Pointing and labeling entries

#####

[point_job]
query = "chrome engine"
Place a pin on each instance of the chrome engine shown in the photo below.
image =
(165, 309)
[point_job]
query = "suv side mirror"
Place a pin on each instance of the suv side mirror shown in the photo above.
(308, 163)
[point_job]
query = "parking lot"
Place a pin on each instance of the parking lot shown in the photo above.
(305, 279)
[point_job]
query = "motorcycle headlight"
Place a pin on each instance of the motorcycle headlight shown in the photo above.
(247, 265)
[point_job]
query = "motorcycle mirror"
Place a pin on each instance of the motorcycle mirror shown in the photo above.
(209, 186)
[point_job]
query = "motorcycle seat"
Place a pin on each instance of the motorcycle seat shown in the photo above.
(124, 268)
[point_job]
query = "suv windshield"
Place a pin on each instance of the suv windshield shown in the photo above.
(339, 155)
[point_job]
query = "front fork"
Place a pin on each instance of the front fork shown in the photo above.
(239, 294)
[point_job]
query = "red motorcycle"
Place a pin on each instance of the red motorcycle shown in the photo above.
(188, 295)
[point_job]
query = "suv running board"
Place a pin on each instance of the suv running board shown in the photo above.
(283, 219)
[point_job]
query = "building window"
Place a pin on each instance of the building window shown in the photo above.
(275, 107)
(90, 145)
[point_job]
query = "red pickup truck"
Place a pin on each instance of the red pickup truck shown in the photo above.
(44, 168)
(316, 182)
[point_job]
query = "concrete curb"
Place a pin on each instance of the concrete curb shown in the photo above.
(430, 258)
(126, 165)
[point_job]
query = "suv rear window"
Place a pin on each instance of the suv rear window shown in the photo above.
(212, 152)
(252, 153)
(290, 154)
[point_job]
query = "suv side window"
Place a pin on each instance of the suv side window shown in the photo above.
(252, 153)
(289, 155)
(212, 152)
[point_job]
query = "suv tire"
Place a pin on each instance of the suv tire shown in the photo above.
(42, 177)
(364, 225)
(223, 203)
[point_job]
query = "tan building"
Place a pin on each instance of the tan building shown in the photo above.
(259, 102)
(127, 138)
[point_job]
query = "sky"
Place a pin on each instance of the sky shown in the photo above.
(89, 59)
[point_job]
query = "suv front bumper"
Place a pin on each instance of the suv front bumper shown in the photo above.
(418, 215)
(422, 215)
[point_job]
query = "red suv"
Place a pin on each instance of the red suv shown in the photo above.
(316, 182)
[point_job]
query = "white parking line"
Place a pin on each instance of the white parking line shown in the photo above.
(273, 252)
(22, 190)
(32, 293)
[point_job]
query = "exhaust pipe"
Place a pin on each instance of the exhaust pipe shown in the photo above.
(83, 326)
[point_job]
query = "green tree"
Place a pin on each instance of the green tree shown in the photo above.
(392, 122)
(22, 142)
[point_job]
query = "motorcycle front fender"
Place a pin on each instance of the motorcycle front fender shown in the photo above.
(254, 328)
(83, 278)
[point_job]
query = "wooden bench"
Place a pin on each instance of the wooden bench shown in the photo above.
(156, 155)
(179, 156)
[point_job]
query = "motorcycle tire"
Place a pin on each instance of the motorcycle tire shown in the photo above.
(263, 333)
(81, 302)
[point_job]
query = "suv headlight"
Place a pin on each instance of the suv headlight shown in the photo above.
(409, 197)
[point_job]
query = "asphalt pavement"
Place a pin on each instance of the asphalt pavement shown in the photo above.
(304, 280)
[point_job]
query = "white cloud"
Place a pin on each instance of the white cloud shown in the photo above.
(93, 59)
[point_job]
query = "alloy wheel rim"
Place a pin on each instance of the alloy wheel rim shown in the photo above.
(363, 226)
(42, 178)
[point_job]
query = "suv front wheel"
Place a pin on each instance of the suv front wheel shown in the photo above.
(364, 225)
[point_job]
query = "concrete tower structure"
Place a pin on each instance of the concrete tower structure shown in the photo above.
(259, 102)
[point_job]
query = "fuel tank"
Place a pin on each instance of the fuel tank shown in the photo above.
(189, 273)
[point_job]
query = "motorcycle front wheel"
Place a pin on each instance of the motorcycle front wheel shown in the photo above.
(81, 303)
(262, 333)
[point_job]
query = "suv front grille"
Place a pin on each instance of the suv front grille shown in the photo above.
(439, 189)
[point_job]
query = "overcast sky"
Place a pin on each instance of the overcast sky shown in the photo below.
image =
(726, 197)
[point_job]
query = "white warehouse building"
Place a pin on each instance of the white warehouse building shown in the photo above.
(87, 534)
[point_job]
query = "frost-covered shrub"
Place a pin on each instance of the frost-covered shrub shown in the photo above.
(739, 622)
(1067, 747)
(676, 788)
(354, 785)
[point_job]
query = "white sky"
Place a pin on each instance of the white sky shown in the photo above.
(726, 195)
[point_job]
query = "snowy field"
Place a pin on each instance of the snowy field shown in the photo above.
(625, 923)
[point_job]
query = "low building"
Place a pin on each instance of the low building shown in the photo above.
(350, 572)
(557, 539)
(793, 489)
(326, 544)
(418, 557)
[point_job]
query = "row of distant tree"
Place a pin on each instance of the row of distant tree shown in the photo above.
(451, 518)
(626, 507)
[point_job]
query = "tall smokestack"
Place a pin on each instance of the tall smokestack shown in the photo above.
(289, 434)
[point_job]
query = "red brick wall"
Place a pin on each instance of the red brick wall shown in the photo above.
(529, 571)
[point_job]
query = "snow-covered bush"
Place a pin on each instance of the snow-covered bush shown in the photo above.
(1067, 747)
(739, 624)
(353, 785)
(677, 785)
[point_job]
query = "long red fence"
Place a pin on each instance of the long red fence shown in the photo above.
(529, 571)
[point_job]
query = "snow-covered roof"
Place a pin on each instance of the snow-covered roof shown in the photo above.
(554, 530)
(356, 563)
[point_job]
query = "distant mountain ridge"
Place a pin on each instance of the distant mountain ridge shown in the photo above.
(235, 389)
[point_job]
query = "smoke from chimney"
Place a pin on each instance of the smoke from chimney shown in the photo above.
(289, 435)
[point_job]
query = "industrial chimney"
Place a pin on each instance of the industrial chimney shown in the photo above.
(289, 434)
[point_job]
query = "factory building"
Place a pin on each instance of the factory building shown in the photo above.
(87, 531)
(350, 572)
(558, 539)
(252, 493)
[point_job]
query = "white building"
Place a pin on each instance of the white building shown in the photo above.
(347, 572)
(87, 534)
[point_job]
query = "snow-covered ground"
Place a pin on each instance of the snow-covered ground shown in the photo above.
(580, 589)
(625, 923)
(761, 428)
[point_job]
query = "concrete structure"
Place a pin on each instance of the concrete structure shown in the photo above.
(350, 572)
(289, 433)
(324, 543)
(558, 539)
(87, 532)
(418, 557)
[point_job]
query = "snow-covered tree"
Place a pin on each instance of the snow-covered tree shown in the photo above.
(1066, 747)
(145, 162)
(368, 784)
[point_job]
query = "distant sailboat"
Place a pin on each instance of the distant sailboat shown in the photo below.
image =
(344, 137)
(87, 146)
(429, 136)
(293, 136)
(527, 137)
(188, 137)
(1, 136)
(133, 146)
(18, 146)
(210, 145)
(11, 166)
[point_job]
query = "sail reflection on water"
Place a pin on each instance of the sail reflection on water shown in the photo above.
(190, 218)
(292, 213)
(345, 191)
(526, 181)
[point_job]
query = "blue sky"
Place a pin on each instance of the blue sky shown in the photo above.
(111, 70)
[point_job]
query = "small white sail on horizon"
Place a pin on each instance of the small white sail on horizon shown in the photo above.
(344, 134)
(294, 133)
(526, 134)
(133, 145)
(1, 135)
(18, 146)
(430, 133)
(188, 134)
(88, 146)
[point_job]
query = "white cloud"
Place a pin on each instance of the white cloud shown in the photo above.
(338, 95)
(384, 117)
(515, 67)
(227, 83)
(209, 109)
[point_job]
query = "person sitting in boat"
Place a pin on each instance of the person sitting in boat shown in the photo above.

#####

▶ [TASK] All of the entries above need to be reproduced exactly.

▶ [EXERCISE RESPONSE]
[point_job]
query = "chrome engine"
Place a pin on each instance of the chrome engine shown in the photo below.
image =
(165, 309)
[point_job]
query = "suv side mirror"
Place a pin on each instance of the suv side mirror shown in the photo above.
(308, 163)
[point_job]
query = "parking lot"
Place a pin on each instance of the parking lot shown in the photo above.
(305, 279)
[point_job]
query = "motorcycle headlight"
Place a pin on each instance of the motorcycle headlight shown in the photo above.
(247, 265)
[point_job]
query = "motorcycle mirror"
Place a pin on each instance of the motorcycle mirror shown in the photo above.
(209, 186)
[point_job]
query = "motorcycle seat"
Place a pin on each instance of the motorcycle seat shown in the photo above.
(124, 268)
[point_job]
query = "suv windshield"
Place a pin on each instance of the suv windshield shown in the photo above.
(339, 155)
[point_job]
query = "front fork"
Place a pin on each instance of the front fork shown in the photo above.
(239, 294)
[point_job]
query = "red motorcycle"
Place a pin on each instance of the red motorcycle shown in the photo above.
(188, 295)
[point_job]
query = "suv running board"
Place a pin on each instance of the suv running board shown in the photo above.
(283, 219)
[point_job]
query = "building window"
Place a pin on each instance of the building window shown in the photo above.
(275, 107)
(90, 145)
[point_job]
query = "red pickup truck"
Place a pin on each instance of the red pickup truck shown in the photo above.
(44, 168)
(316, 182)
[point_job]
query = "concrete curb"
Place a pin on each instance of the concrete curb shown in the photo above.
(430, 258)
(126, 165)
[point_job]
query = "suv rear window"
Place a pin on each instance of the suv rear window shown in the photo above.
(212, 152)
(252, 153)
(290, 154)
[point_job]
query = "suv side window"
Place a pin on each instance of the suv side window shown in the photo above.
(252, 153)
(289, 155)
(212, 152)
[point_job]
query = "suv tire"
Place a pin on each instance of the suv tire shown in the photo above.
(42, 177)
(364, 225)
(223, 203)
[point_job]
query = "tan building"
Place a pin on each instance of the tan building shown in the photo above.
(259, 102)
(127, 138)
[point_job]
query = "sky"
Place a pin on each instance of the sky shown in the photo above.
(89, 59)
[point_job]
query = "suv front bumper"
Place a pin on each instance of the suv front bumper shown in the photo above.
(418, 215)
(422, 215)
[point_job]
query = "red suv"
Place a pin on each instance of the red suv shown in the photo above.
(316, 182)
[point_job]
query = "white parking line"
Place a pin on each instance of the white parking line shown in the photo above.
(273, 252)
(22, 190)
(32, 293)
[point_job]
query = "exhaust pipe"
Place a pin on each instance of the exhaust pipe shown in the photo above.
(83, 326)
[point_job]
query = "green tree"
Place a pin on each instance of the green tree shown in the photo above.
(392, 122)
(22, 142)
[point_job]
query = "motorcycle front fender"
Place a pin on each instance of the motorcycle front fender shown in the photo above.
(254, 328)
(83, 278)
[point_job]
query = "wooden bench"
Place a pin on each instance of the wooden bench shown in the photo above.
(156, 155)
(179, 156)
[point_job]
query = "motorcycle tire"
Place a pin on each instance of the motorcycle tire shown in the photo above.
(263, 333)
(81, 302)
[point_job]
query = "suv headlight"
Place a pin on each instance of the suv headlight shown in the photo above.
(409, 197)
[point_job]
query = "asphalt pavement"
Place a pin on each instance of the asphalt pavement shown in the photo above.
(304, 280)
[point_job]
query = "white cloud"
Place a pin on each instance of the white cloud shown in the photo above.
(93, 59)
[point_job]
query = "alloy wheel rim"
Place a pin on each instance of the alloy wheel rim shown in the photo above.
(363, 226)
(42, 178)
[point_job]
query = "suv front wheel"
Place a pin on each instance of the suv front wheel shown in the photo above.
(364, 225)
[point_job]
query = "concrete tower structure"
Place a pin on each instance of the concrete tower structure shown in the photo above.
(259, 102)
[point_job]
query = "fuel tank"
Place a pin on each instance of the fuel tank shown in the photo above.
(189, 273)
[point_job]
query = "motorcycle front wheel"
Place a pin on each instance of the motorcycle front wheel shown in the photo above.
(81, 303)
(262, 333)
[point_job]
query = "suv front grille"
Place a pin on each instance of the suv front grille shown in the photo above.
(439, 189)
[point_job]
query = "overcast sky"
Place a pin on each instance of the overcast sky shown in the photo below.
image =
(726, 197)
[point_job]
query = "white warehouse building"
Place a pin on each instance of the white warehouse building shown in the photo above.
(87, 534)
[point_job]
query = "frost-covered shrub"
Place a pin on each instance of the frost-covered shrub shown in the photo above.
(739, 622)
(1067, 747)
(676, 788)
(354, 785)
[point_job]
query = "white sky"
Place a pin on each instance of the white sky shown in the photo above.
(726, 195)
[point_job]
query = "snowy field"
Place a pin on each instance of the snowy field shown in the photo above.
(625, 923)
[point_job]
query = "low building"
Place a pin on each instance of the low building shown in the photo above.
(350, 572)
(557, 539)
(793, 489)
(326, 544)
(418, 557)
[point_job]
query = "row of distant tree"
Place a pin on each instance of the row of distant tree shown in the photo above.
(451, 518)
(626, 507)
[point_job]
query = "tall smokestack"
Place a pin on each instance of the tall smokestack shown in the photo above.
(289, 434)
[point_job]
query = "red brick wall"
Place a pin on each instance of the red brick wall shown in the photo above.
(529, 571)
[point_job]
query = "snow-covered bush"
Place a pin on each instance of the snow-covered bush shown in the photo above.
(1067, 747)
(739, 624)
(353, 785)
(677, 785)
[point_job]
query = "long red fence"
Place a pin on each instance of the long red fence shown in the photo above.
(529, 571)
[point_job]
query = "snow-covered roof"
Place a pin on each instance of the snow-covered roof shown in the photo above.
(554, 530)
(356, 563)
[point_job]
query = "distant mountain ridge"
Place a pin on each instance of the distant mountain ridge shown in the photo above.
(235, 389)
[point_job]
query = "smoke from chimney"
Place a pin on each instance of the smoke from chimney shown in the photo above.
(289, 435)
[point_job]
query = "industrial chimney"
Place a pin on each instance of the industrial chimney shown in the photo above.
(289, 434)
[point_job]
query = "factory building"
Place a pin on each instance of the factory building shown in the photo above.
(87, 531)
(350, 572)
(558, 539)
(252, 493)
[point_job]
query = "white building"
Place a pin on each instance of the white building shown in the photo above.
(347, 572)
(87, 534)
[point_job]
query = "snow-covered ground"
Place a pin on each instance of the snow-covered ground shown in the photo above.
(580, 589)
(625, 923)
(761, 428)
[point_job]
query = "concrete structure"
Place a pin on each instance of the concrete structure shown in the photo above.
(350, 572)
(289, 433)
(324, 543)
(558, 539)
(87, 532)
(418, 557)
[point_job]
query = "snow-covered tree"
Place a pin on each instance of the snow-covered tree shown in the photo above.
(1066, 747)
(145, 162)
(368, 784)
[point_job]
query = "distant sailboat"
Place a pin on each instance of the distant sailboat shown in the photo below.
image =
(344, 137)
(87, 146)
(429, 136)
(293, 136)
(527, 137)
(188, 137)
(1, 136)
(133, 146)
(18, 146)
(210, 145)
(11, 166)
[point_job]
query = "sail reflection on water"
Place a pin on each instance of the sail reflection on water shown in the photo above.
(190, 218)
(292, 213)
(345, 191)
(526, 181)
[point_job]
query = "blue sky"
Place a pin on each instance of the blue sky shown in the photo above.
(111, 70)
[point_job]
query = "small white sail on horizon"
Place a pin on each instance of the small white sail on horizon shown in the photo above.
(344, 134)
(294, 133)
(526, 134)
(133, 145)
(1, 135)
(18, 146)
(430, 133)
(188, 134)
(88, 146)
[point_job]
query = "white cloud"
Place a pin on each instance of the white cloud shown in the photo above.
(338, 95)
(384, 117)
(515, 67)
(227, 83)
(209, 109)
[point_job]
query = "person sitting in boat"
Place a pin on each instance of the person sitting in boat shown in the photo above.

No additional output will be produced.